» **Request**: Reproduce every record below verbatim, line for line, with no changes.
◇ ◇ ◇ ◇ ◇ ◇ ◇
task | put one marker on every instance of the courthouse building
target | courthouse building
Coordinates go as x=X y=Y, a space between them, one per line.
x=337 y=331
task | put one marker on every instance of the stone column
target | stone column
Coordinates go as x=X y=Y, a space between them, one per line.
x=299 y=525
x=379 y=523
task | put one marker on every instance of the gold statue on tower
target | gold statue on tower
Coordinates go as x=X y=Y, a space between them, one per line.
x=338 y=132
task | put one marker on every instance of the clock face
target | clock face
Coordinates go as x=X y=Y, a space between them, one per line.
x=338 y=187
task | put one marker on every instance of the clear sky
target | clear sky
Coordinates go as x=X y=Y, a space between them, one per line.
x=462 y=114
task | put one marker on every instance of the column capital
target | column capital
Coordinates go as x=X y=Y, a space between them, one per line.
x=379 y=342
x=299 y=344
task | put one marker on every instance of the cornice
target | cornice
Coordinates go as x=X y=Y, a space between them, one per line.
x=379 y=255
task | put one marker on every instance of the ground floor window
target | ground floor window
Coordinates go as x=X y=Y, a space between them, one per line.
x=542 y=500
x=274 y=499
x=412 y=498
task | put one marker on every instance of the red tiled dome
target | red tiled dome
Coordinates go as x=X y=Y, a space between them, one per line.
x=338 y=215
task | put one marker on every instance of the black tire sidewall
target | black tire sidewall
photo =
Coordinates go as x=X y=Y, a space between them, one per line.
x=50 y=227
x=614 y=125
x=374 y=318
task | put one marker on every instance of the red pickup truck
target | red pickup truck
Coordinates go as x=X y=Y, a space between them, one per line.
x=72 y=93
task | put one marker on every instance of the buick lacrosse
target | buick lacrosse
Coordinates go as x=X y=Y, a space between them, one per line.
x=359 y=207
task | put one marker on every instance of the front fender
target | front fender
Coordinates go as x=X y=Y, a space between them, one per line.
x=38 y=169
◇ ◇ ◇ ◇ ◇ ◇ ◇
» **The solution**:
task | put one marker on every instance of the courthouse building
target | courthouse building
Coordinates go as x=X y=Y, a space between them, one per line.
x=337 y=331
task | put one marker on every instance of the stone column
target | stone column
Coordinates go as x=X y=Y, a space between them, one per line.
x=299 y=525
x=379 y=523
task | put one marker on every instance of the gold statue on tower
target | gold statue on tower
Coordinates go as x=X y=Y, a space between them, one per line.
x=338 y=132
task | put one marker on every instance of the clock face
target | clock face
Coordinates go as x=X y=Y, a space between them, one per line.
x=338 y=187
task | put one marker on every instance of the clear sky
target | clear sky
Coordinates go as x=X y=Y, a space between them, one per line.
x=462 y=114
task | put one marker on every instance of the column capital
target | column capital
Coordinates go as x=X y=Y, a space between them, one per line.
x=379 y=342
x=299 y=344
task | put one marker on every instance of the cornice
target | cornice
Coordinates go as x=X y=Y, a space between them, one per line.
x=379 y=255
task | put one marker on every instance of the ground floor window
target | ground floor window
Coordinates go as x=X y=Y, a space between them, one per line.
x=542 y=500
x=274 y=499
x=412 y=498
task | put one marker on every instance of the red tiled dome
target | red tiled dome
Coordinates go as x=X y=Y, a space between them, one per line.
x=338 y=215
task | put one marker on every instance of the black tire sidewall
target | black tire sidewall
photo =
Coordinates go as x=X y=Y, a space between them, one per line.
x=50 y=227
x=614 y=125
x=374 y=318
task | put one marker on every instance of the red pickup truck
target | red pickup truck
Coordinates go as x=X y=Y, a space between them, one per line.
x=72 y=93
task | put one marker on every instance of the buick lacrosse
target | buick lacrosse
Coordinates go as x=X y=Y, a space between them, one per line.
x=359 y=207
task | put one marker on every instance of the front fender
target | front fender
Coordinates go as x=X y=Y, a space between them, one per line.
x=38 y=169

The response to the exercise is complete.